- **COMPITI**
a. Elenca tutte le espressioni che il brano sul Mezzogiorno riporta tra virgolette.
b. Prosegui il brano sul Mezzogiorno dopo la sua ultima frase.

Condizione essenziale, però, per garantire occupazione ad un pressante numero di disoccupati, è che i complessi industriali così creati convivano con piccole e medie imprese. Purtroppo, come prevedibile del resto, queste ultime non riescono a svilupparsi. La mentalità prevalente nel Sud, infatti, è ben lontana dal comprendere e far proprio lo spirito imprenditoriale capitalista. Le cosiddette "cattedrali nel deserto" finiscono così per dominare un paesaggio in tutto feudale, effimeri simboli di un progresso che il Sud non ha mai partorito.
Con il fascismo cade, inoltre, ogni speranza di emancipazione per le masse rurali del meridione. La promessa della "terra ai contadini" era servita solo per "drogare" i soldati al fronte. Il "decreto Visocchi", del 2 settembre 1919, che dava la possibilità ai contadini di riunirsi in cooperative e lavorare le terre incolte, si era arenato nelle difficoltà giuridiche sollevate dal padronato. Con subdoli pretesti, gli agrari erano poi ricorsi alla forza pubblica per scacciare i braccianti dalle terre occupate.

- **RIGHE ARCHIVIATE**
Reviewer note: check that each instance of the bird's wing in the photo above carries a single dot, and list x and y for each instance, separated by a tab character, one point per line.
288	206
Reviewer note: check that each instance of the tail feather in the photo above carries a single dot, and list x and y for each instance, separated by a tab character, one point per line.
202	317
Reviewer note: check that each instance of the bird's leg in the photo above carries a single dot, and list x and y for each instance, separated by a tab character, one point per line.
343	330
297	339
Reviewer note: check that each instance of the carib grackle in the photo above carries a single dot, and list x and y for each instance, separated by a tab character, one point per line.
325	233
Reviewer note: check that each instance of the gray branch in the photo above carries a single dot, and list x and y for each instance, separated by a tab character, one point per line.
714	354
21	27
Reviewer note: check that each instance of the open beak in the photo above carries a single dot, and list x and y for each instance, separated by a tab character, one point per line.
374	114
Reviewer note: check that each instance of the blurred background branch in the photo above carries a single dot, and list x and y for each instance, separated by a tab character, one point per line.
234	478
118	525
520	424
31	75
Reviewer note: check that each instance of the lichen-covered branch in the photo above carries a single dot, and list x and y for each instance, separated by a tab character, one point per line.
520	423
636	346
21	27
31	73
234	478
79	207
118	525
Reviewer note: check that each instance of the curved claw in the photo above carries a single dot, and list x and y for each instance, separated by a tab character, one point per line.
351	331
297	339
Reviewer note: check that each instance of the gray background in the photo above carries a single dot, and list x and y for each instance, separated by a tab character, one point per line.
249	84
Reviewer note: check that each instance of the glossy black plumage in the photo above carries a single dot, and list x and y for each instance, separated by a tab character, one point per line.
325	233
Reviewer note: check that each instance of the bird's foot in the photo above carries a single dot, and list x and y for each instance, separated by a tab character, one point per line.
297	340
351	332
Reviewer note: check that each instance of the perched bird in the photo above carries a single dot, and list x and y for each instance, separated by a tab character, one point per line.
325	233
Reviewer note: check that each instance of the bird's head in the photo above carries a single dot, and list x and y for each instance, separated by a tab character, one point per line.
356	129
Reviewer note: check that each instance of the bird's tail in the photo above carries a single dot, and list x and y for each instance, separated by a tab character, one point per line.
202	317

- **LE RISPOSTE**
a.
- "cattedrali nel deserto"
- "terra ai contadini"
- "drogare"
- "decreto Visocchi"

b.
Il fascismo al potere dà il colpo di grazia alla già disastrosa situazione. Con un decreto del '23, che dichiara illegali le occupazioni già avvenute delle terre, vengono vanificate quelle poche conquiste che il "decreto Visocchi" aveva permesso di ottenere. Ma l'ostilità delle masse al fascismo non è aperta. Esse accettano le nuove regole del gioco con passività e fatalismo; anche se non si può non cogliere lo stato di profondo malcontento covato "sottocenere". Mussolini stesso, parlando del proletariato, lo definisce "in gran parte lontano e, se non più contrario, come una volta assente".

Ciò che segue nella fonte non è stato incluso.